● DATASET CONTENT:
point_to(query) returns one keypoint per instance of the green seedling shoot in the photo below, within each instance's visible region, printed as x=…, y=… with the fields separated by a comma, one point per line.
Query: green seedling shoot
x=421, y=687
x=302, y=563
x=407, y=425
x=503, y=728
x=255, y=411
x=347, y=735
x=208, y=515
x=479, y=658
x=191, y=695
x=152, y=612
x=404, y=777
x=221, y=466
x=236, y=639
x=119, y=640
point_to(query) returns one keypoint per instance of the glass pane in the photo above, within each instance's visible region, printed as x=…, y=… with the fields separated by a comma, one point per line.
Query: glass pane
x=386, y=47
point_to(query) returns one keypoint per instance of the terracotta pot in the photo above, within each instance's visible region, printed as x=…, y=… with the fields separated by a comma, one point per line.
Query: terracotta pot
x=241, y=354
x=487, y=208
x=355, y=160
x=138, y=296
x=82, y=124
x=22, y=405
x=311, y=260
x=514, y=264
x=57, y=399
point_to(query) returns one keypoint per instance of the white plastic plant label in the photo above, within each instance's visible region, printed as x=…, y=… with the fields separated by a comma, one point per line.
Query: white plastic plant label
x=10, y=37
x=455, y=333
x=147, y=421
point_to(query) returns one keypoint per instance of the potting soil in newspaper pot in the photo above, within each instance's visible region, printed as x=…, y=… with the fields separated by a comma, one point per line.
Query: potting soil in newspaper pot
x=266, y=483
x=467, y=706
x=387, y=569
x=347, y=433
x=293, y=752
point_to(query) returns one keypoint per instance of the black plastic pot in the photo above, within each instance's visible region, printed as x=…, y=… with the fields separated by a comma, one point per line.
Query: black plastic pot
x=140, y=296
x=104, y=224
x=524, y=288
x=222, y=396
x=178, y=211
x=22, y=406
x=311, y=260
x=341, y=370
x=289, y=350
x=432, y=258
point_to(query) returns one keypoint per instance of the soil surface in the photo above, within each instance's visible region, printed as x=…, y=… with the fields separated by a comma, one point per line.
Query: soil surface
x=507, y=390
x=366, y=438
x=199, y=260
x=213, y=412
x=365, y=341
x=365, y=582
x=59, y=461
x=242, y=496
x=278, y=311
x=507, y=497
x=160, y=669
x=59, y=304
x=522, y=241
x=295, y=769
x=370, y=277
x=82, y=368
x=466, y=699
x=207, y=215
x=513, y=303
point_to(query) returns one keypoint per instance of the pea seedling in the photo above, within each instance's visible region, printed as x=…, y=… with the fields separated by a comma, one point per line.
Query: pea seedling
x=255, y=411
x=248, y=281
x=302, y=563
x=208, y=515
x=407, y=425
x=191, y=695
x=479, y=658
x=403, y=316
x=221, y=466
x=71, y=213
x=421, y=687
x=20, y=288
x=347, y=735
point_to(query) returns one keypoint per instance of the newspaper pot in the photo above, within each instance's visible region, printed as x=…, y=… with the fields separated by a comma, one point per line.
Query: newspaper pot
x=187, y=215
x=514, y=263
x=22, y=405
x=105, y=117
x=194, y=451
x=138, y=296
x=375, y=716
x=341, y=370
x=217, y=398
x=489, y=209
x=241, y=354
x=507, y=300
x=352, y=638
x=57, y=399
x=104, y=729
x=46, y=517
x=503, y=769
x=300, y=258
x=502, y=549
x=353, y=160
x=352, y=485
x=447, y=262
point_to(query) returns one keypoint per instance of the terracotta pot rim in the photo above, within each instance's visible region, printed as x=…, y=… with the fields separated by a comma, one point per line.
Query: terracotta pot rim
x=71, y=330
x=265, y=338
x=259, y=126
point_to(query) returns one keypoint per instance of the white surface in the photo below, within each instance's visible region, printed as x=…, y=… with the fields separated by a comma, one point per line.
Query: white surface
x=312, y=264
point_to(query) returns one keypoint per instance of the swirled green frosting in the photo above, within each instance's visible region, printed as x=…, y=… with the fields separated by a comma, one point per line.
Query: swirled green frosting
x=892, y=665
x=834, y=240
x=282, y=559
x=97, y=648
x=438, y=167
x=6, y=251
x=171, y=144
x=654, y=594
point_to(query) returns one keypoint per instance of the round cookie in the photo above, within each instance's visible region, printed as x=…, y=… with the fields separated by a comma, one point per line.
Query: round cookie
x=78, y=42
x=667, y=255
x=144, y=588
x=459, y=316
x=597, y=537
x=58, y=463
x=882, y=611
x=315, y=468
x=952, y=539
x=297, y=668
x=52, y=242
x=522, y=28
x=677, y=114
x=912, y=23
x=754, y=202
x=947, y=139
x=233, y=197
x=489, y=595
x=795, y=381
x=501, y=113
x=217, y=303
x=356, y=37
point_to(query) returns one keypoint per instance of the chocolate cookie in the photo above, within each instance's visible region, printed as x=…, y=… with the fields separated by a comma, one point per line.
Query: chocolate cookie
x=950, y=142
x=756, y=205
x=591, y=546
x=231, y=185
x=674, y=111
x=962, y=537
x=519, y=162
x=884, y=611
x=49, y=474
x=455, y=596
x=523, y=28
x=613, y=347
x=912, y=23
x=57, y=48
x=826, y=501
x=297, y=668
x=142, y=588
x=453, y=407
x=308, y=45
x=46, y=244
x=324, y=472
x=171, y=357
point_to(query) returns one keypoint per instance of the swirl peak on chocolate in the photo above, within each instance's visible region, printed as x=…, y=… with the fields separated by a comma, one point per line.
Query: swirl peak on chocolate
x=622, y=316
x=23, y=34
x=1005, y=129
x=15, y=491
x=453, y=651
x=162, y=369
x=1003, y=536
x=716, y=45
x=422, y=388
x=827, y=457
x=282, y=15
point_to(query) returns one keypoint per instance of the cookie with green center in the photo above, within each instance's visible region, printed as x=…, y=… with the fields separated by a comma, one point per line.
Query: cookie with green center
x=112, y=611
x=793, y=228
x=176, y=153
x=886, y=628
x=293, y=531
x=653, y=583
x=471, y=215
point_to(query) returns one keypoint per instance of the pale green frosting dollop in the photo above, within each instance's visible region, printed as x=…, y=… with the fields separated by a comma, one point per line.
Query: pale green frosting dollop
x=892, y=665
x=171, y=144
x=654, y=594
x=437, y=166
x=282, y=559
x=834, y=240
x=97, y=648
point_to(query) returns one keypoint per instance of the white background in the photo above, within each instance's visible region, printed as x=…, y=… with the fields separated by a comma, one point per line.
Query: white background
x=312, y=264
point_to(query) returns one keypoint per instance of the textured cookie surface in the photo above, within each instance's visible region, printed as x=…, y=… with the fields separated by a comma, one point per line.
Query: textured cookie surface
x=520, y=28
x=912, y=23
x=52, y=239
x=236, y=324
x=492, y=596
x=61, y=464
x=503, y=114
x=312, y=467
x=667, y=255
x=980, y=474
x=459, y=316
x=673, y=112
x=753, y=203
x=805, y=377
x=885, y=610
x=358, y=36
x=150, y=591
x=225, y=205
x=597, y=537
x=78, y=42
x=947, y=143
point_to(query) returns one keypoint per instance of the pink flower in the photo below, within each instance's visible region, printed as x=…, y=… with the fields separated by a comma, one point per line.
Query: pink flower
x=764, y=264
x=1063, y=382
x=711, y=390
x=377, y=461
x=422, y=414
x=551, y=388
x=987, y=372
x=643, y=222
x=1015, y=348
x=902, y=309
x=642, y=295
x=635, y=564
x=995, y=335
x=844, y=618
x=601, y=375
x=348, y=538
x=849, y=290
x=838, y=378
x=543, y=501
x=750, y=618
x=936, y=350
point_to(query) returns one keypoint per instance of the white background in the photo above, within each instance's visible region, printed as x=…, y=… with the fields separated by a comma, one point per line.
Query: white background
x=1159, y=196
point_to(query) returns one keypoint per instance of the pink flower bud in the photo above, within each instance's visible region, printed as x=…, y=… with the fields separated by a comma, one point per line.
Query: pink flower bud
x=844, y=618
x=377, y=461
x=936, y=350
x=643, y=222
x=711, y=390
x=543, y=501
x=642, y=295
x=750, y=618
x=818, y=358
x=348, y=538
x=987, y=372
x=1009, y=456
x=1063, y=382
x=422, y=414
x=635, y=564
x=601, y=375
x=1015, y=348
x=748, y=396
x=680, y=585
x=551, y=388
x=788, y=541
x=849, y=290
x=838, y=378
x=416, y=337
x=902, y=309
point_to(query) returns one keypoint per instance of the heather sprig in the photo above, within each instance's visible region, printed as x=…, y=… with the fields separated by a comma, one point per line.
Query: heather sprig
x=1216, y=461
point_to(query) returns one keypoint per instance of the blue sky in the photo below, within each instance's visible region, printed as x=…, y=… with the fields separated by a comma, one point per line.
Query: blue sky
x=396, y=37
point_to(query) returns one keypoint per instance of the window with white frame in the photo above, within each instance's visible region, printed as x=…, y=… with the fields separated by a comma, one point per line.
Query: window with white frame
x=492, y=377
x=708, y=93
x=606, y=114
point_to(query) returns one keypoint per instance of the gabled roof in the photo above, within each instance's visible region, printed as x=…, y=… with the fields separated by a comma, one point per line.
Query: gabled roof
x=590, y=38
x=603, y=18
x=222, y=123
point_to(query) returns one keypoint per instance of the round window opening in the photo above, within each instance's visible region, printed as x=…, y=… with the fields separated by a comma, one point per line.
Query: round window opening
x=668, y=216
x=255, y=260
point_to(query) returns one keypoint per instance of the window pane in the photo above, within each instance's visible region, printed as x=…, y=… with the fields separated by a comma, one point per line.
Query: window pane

● WORK TO COMPLETE: Lay out the rows above as a JSON list of strings, one string per line and blank lines left out, covering only the line with "the window with" through the line with "x=222, y=123", both included.

● FINAL ANSWER:
[
  "point_to(query) returns one keypoint per instance of the window with white frame in the photo above, within each instance's visible region, printed as x=…, y=… with the fields separated by a comma, one point per line.",
  "Query: window with white frame",
  "x=492, y=377",
  "x=708, y=93",
  "x=606, y=114",
  "point_to(query) returns one keypoint per instance of the gabled roof in the photo above, within each instance's visible region, printed as x=…, y=… with the fields separated by a comma, one point per line.",
  "Query: gabled roof",
  "x=590, y=38",
  "x=603, y=18",
  "x=222, y=123"
]